1.3.2. Die Anordnung eines Abstammungsgutachtens bzw. die zu dessen Durchführung mindestens notwendige Entnahme eines Wangenschleimhautabstrichs ist ein (leichter) Eingriff in das Recht auf körperliche Integrität (BGE 134 III 241 E. 5.4.3 mit Hinweisen), der real nicht mehr rückgängig gemacht werden kann. Ein nicht wieder gutzumachender Nachteil im Sinn von Art. 93 Abs. 1 lit. a BGG liegt daher vor (Urteile 5A_384/2015 vom 16. November 2015 E. 1.2; 5A_745/2014 vom 16. März 2015 E. 1.2.3).  
 
1.4. Die restlichen Eintretensvoraussetzungen sind erfüllt. Insbesondere schadet es nicht, dass der angefochtene Entscheid nicht auf Rechtsmittel hin (Art. 75 Abs. 2 BGG) ergangen ist (vgl. BGE 143 III 140 E. 1.2 mit Hinweisen; Art. 316 Abs. 3 ZPO). Darüber hinaus ist der Beschwerdeführer zur Beschwerde in Zivilsachen grundsätzlich berechtigt (Art. 76 Abs. 1 BGG) und hat diese rechtzeitig (Art. 100 Abs. 1 BGG) eingereicht. Allerdings hat er kein Interesse an der Aufhebung von Dispositiv-Ziff. 1 des angefochtenen Entscheids. Auf die Beschwerde ist daher nur insofern einzutreten, als sie die Aufhebung von Dispositiv-Ziff. 2 (Anordnung eines Abstammungsgutachtens) betrifft.

- **Angezeigte Zeilen**

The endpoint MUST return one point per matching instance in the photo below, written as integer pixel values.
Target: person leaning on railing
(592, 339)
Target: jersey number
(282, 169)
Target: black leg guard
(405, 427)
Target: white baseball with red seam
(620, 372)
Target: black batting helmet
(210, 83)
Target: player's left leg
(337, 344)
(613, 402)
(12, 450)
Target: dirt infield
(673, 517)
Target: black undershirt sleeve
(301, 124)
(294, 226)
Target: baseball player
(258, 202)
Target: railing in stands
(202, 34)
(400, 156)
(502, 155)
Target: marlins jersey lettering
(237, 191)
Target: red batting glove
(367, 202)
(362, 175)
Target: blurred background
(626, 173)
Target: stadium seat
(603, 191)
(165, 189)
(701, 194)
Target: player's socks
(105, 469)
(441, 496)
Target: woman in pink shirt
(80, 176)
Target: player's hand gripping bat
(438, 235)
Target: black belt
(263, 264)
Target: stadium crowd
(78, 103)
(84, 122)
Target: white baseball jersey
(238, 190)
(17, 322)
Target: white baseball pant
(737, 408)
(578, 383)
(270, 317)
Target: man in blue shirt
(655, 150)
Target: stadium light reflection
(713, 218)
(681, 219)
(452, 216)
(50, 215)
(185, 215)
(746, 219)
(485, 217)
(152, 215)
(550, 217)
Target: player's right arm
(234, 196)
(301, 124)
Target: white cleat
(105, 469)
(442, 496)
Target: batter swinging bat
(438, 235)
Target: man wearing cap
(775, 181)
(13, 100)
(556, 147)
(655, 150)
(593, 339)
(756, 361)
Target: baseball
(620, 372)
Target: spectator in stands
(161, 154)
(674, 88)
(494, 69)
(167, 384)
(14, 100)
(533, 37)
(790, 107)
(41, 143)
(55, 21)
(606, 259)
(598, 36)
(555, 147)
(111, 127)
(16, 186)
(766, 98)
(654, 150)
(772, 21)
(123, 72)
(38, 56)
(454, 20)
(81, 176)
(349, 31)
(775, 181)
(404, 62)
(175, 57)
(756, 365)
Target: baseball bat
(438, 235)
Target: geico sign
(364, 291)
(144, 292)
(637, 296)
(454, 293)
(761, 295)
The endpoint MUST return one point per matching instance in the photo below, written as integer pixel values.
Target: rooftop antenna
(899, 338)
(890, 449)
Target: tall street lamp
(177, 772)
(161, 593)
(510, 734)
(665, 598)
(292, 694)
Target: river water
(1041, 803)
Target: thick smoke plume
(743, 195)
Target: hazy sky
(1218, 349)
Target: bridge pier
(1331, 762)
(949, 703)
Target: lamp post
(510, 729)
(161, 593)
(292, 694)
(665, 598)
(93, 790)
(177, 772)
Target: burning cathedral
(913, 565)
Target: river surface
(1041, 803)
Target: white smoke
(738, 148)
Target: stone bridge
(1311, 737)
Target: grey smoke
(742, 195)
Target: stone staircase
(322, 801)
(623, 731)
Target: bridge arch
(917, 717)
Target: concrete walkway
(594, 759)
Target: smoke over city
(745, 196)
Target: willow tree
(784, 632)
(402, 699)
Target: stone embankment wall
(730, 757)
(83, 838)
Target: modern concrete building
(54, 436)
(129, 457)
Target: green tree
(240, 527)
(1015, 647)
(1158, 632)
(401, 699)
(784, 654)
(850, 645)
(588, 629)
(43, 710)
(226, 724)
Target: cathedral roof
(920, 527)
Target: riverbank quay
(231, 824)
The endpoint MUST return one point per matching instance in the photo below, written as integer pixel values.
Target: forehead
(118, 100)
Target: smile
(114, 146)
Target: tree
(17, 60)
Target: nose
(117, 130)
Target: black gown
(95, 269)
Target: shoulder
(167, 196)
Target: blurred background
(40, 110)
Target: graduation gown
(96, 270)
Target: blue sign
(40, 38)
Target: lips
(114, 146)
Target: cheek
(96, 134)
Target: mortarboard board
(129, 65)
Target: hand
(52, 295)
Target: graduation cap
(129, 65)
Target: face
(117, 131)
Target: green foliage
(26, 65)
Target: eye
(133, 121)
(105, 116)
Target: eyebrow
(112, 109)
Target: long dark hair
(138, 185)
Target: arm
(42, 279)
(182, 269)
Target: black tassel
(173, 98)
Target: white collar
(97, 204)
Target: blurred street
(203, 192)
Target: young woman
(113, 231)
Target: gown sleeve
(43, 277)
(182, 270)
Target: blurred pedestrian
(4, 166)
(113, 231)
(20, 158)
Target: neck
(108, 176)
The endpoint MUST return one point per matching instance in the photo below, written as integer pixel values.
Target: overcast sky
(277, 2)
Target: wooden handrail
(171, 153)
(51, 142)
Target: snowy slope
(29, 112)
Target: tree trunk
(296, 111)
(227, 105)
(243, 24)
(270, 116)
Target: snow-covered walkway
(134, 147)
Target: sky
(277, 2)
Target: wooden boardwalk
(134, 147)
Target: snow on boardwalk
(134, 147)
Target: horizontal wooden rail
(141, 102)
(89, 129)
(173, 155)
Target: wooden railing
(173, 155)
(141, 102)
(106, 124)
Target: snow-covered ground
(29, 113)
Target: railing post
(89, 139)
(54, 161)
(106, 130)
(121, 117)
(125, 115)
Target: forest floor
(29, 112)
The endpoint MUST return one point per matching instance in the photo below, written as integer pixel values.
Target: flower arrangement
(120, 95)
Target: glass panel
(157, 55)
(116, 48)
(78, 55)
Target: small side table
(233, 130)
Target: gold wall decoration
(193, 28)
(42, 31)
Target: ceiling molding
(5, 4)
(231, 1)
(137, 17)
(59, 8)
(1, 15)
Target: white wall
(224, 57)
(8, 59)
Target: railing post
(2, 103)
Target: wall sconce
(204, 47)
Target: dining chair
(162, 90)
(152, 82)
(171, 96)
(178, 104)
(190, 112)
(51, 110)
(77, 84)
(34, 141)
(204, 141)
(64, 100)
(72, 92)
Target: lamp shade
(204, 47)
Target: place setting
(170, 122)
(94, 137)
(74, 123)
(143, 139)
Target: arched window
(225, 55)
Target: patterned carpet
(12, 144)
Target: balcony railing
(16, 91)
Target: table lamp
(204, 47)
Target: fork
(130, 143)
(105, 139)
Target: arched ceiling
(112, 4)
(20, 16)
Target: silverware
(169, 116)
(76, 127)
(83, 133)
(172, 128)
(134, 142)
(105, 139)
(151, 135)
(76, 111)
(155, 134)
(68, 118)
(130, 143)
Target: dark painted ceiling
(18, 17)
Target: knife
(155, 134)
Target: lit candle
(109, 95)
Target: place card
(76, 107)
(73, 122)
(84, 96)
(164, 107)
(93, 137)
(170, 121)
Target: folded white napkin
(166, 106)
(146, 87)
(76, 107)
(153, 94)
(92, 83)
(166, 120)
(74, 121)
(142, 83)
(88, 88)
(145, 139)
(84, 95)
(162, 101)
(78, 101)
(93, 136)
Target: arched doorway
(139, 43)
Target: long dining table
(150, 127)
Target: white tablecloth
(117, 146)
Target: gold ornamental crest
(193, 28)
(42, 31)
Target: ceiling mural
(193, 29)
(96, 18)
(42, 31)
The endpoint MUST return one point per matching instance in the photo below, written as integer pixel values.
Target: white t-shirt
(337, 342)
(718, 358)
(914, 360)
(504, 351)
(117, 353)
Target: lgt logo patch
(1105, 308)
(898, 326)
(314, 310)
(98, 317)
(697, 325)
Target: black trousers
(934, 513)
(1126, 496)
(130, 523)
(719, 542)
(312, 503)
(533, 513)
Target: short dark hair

- **Schriftlicher Auftrag 1**
Alle Artikel des BGG aufzählen, die im Auszug zitiert werden, jeweils mit Absatz und gegebenenfalls Buchstabe.
- **Schriftlicher Auftrag 2**
Den Wortlaut des Auszugs von „1.3.2. Die Anordnung“ bis „2015 E. 1.2.3).“ unverändert ausgeben.
Für die Bearbeitung ist allein der Auszug heranzuziehen.

- **Antwort 1**
- Art. 93 Abs. 1 lit. a BGG
- Art. 75 Abs. 2 BGG
- Art. 76 Abs. 1 BGG
- Art. 100 Abs. 1 BGG

- **Antwort 2**
1.3.2. Die Anordnung eines Abstammungsgutachtens bzw. die zu dessen Durchführung mindestens notwendige Entnahme eines Wangenschleimhautabstrichs ist ein (leichter) Eingriff in das Recht auf körperliche Integrität (BGE 134 III 241 E. 5.4.3 mit Hinweisen), der real nicht mehr rückgängig gemacht werden kann. Ein nicht wieder gutzumachender Nachteil im Sinn von Art. 93 Abs. 1 lit. a BGG liegt daher vor (Urteile 5A_384/2015 vom 16. November 2015 E. 1.2; 5A_745/2014 vom 16. März 2015 E. 1.2.3).